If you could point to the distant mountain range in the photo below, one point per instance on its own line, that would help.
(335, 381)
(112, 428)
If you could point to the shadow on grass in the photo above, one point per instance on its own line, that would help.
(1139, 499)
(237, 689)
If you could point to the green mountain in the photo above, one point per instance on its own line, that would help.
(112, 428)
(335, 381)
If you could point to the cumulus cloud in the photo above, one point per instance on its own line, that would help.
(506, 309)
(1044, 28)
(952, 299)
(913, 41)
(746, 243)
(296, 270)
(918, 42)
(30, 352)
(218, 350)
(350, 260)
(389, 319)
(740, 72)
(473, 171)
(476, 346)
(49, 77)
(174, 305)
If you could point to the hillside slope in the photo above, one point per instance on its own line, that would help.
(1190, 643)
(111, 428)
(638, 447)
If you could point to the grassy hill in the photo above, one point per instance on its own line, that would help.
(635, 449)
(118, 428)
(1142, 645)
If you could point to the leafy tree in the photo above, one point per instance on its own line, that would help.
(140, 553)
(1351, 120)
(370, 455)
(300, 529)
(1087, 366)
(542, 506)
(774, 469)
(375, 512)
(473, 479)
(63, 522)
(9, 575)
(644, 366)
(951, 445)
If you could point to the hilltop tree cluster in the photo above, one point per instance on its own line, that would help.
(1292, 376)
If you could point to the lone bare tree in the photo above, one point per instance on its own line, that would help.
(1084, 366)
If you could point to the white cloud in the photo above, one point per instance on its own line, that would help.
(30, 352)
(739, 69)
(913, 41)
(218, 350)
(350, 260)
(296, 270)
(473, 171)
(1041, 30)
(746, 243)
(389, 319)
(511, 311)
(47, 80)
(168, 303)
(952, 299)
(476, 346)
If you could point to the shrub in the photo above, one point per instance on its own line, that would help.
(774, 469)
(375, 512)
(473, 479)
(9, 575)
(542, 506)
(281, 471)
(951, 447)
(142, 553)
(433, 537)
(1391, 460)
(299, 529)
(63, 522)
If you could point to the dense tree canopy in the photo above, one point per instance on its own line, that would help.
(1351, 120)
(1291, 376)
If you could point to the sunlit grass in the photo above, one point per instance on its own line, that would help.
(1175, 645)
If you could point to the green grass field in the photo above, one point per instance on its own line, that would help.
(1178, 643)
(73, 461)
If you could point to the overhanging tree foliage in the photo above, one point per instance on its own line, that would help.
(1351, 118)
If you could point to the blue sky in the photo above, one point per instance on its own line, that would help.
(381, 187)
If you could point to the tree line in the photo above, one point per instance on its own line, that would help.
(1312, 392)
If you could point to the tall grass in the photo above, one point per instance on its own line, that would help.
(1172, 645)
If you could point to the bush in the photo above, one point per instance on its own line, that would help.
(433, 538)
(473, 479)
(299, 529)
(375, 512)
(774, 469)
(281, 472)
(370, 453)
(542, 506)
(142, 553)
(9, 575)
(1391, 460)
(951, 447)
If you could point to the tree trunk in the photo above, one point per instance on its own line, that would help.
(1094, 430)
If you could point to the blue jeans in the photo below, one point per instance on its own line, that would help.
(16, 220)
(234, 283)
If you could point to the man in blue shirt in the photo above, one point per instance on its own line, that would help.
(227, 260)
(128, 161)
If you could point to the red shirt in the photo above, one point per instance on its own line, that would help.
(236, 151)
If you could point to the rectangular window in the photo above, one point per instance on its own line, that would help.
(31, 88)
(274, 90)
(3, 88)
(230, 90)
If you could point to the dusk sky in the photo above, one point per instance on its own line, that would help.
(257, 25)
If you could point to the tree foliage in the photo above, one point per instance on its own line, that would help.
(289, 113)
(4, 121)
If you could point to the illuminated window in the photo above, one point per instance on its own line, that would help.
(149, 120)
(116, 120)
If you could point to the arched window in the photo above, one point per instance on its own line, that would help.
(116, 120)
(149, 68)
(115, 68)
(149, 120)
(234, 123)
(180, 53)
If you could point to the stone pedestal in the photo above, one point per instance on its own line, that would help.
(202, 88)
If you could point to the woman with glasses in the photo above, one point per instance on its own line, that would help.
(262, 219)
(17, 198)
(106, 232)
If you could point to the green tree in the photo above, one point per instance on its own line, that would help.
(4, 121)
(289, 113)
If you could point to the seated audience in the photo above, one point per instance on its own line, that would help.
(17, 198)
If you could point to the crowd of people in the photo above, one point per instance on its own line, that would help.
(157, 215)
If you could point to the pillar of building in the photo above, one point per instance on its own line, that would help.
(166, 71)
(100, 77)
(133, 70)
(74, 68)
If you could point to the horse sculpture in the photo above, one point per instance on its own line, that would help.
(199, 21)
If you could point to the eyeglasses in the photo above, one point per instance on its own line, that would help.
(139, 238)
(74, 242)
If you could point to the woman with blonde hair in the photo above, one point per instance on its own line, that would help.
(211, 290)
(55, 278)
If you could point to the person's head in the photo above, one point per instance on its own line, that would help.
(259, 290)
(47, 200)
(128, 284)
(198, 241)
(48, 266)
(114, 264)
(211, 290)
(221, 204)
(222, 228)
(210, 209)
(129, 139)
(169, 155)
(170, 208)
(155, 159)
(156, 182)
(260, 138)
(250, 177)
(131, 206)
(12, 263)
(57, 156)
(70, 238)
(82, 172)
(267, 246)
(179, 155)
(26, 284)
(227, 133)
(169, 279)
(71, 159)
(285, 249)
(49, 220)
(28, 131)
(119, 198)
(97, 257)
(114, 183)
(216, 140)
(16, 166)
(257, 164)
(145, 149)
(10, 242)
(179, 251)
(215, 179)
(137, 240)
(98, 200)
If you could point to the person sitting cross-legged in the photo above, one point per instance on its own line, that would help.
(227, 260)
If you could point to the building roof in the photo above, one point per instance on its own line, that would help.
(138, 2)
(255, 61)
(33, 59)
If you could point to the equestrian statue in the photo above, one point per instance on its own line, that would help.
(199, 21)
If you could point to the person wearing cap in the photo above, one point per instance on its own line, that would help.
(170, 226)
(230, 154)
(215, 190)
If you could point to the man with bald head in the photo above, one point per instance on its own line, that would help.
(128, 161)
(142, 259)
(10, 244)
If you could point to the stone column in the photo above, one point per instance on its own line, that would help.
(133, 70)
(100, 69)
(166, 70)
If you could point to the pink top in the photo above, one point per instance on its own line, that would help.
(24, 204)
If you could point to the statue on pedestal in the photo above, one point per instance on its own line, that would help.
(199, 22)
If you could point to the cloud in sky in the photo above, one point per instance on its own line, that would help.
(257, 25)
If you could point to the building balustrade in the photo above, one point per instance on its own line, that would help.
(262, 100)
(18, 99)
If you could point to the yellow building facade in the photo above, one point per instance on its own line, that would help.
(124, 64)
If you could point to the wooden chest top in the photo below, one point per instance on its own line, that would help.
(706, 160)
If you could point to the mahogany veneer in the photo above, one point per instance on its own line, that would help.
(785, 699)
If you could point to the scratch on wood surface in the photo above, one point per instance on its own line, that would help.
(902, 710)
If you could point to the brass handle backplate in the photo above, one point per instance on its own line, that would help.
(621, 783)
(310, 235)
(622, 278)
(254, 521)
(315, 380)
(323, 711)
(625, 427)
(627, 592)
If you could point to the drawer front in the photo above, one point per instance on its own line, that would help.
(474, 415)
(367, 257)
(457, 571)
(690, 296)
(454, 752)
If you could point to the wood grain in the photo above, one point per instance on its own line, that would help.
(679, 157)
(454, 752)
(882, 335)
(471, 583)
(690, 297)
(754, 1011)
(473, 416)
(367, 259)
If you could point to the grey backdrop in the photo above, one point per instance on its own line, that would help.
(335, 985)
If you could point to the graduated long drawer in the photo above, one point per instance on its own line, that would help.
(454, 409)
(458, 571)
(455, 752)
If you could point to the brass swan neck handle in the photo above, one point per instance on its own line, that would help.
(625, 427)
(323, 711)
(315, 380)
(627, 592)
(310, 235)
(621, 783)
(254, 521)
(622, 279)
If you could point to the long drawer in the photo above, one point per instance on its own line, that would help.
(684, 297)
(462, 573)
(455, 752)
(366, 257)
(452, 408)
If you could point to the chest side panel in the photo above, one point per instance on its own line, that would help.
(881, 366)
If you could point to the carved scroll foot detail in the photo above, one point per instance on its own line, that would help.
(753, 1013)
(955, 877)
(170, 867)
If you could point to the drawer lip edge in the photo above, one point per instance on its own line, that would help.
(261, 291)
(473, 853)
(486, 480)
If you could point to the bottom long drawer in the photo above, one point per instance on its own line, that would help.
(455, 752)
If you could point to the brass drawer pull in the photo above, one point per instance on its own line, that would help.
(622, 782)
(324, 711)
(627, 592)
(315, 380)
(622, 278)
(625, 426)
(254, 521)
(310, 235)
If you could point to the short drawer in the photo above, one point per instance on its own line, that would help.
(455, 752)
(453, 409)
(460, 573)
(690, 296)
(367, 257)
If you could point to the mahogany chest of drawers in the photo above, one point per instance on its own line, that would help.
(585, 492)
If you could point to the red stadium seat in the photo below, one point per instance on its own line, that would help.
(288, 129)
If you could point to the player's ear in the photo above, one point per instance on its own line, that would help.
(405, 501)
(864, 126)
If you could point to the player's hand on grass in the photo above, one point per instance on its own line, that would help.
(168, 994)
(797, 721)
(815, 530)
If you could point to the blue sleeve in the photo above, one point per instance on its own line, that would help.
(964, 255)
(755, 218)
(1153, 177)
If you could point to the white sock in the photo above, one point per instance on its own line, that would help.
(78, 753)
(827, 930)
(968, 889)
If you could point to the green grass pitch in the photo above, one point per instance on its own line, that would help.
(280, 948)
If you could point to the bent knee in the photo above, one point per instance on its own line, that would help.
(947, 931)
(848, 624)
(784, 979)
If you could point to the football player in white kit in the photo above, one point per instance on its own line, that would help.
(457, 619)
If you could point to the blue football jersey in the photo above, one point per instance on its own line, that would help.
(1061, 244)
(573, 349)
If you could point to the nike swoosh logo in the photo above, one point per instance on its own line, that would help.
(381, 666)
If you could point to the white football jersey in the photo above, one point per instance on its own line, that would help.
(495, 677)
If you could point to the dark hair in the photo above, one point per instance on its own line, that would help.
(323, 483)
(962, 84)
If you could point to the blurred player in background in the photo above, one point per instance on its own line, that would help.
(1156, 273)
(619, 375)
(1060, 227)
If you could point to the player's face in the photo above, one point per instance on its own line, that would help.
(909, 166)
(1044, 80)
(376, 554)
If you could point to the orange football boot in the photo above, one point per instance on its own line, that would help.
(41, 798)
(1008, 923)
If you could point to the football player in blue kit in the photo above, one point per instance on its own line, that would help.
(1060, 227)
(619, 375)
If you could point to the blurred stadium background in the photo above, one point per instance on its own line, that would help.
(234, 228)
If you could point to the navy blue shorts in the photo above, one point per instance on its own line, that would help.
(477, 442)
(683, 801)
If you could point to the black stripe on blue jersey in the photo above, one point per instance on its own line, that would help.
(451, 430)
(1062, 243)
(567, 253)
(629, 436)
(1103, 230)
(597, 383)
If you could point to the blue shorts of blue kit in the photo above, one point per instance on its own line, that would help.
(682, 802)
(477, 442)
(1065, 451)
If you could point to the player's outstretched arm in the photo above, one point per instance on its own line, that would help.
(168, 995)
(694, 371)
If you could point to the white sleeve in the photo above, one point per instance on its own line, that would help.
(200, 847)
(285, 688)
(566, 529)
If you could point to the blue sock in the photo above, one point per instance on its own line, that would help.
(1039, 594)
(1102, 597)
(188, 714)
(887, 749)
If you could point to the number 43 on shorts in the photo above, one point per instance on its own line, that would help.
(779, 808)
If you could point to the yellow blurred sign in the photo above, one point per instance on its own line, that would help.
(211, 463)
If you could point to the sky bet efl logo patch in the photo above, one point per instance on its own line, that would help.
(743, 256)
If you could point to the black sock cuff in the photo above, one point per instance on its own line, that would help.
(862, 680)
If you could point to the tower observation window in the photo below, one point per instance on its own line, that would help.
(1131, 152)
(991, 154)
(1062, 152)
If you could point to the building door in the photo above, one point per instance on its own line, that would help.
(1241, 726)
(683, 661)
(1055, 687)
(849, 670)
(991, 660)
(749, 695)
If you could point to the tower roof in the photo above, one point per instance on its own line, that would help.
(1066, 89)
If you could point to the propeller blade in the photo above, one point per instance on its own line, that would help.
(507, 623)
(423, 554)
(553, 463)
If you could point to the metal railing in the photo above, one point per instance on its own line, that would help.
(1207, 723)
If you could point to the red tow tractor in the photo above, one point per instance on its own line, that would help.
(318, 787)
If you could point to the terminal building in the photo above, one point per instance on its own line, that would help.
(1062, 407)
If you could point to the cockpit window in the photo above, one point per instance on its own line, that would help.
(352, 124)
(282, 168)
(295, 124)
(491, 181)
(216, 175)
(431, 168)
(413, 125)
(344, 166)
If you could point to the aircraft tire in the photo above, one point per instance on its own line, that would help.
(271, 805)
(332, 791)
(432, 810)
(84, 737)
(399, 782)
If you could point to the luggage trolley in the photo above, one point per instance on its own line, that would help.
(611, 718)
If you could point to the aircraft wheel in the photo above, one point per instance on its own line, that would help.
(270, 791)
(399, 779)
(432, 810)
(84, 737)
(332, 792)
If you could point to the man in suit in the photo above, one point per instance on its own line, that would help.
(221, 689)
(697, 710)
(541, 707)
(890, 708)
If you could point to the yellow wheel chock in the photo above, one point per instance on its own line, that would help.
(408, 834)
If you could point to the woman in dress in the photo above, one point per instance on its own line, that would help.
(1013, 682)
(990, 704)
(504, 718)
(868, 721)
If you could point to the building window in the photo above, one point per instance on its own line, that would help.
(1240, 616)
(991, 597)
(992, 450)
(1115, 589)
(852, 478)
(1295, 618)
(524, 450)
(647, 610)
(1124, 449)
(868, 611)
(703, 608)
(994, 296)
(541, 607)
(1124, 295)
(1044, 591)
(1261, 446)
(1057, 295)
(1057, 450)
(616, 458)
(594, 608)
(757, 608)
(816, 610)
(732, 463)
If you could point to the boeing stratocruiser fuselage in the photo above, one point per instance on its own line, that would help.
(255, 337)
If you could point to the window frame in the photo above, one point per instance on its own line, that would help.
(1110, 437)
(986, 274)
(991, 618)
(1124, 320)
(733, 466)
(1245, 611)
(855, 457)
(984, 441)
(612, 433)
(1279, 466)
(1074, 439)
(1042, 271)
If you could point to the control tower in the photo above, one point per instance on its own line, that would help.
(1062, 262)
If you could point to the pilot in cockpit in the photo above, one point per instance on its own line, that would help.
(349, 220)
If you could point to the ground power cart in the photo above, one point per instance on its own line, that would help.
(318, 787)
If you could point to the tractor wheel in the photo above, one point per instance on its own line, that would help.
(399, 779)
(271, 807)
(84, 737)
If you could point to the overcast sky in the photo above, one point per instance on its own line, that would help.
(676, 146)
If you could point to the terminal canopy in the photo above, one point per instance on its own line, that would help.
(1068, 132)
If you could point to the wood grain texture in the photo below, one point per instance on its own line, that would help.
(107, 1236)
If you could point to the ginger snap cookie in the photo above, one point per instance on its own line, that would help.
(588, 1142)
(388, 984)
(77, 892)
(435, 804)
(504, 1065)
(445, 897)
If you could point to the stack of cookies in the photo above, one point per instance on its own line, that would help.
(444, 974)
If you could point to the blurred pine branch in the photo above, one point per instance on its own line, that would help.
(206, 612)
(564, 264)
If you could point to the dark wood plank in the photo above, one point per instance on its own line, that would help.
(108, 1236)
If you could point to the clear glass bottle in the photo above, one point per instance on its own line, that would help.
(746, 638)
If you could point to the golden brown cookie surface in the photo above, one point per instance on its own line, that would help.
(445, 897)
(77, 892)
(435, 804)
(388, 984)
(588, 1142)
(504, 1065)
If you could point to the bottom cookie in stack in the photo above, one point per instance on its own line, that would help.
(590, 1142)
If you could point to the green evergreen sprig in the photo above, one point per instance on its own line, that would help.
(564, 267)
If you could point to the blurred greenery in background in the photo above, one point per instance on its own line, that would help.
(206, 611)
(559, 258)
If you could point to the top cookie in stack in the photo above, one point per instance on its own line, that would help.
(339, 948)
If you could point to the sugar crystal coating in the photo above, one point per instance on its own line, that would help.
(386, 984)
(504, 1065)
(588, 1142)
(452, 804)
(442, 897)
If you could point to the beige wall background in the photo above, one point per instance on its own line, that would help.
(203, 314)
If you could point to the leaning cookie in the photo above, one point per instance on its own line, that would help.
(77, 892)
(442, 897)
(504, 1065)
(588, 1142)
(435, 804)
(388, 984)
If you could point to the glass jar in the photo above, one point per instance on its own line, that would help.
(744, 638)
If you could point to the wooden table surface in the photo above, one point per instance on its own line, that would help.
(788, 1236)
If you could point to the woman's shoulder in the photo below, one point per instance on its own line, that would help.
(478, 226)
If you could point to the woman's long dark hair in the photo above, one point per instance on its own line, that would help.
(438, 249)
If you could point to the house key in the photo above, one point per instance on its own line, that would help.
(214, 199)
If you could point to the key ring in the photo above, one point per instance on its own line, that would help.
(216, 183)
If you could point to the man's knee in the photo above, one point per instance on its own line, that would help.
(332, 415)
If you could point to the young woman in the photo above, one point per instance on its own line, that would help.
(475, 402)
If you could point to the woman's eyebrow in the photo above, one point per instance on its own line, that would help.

Task - Copy the items between the line holding "If you could point to the blurred player" and the line holding "(1008, 923)", inclusive. Add 25 to each coordinate value in the answers and leave all other text unchanged.

Output for this exercise -
If you could point to the blurred player in background in the photo above, one point per instance on its own line, that would help.
(1181, 298)
(644, 400)
(1085, 252)
If you could point to the player's face in the photo above, one point per instance on its own line, that would help.
(934, 191)
(1069, 105)
(401, 579)
If you could point to the orange football boot in the photo above, one point per instance on its own line, that would help.
(66, 823)
(1033, 948)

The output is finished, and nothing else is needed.